- DATA FOR THE TASK -
-*-*-

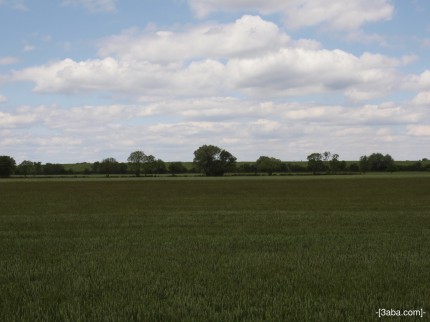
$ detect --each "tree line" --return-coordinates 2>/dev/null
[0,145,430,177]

-*-*-

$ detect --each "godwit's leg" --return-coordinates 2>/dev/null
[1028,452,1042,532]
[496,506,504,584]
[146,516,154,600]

-*-*-

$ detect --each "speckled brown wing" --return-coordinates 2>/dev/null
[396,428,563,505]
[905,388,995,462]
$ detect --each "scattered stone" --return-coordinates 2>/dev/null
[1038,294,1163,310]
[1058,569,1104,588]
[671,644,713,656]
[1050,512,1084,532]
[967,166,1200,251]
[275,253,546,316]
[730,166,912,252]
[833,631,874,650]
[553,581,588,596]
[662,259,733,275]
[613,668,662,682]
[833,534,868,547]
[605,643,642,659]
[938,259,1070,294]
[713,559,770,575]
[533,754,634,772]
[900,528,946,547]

-*-*-

- REQUIREMENTS -
Please locate each line in the rows above that contains the string "coordinates" and copy those lines.

- OUTPUT -
$ detect --each "tree line" --return-coordinates 2>/dev/null
$ detect --each "godwit's leg" --return-coordinates 2>/dev/null
$ detect --each "speckled brown wing" --return-coordinates 2>/dev/null
$ detect --each "scattered stone" --return-coordinates 2>/dev/null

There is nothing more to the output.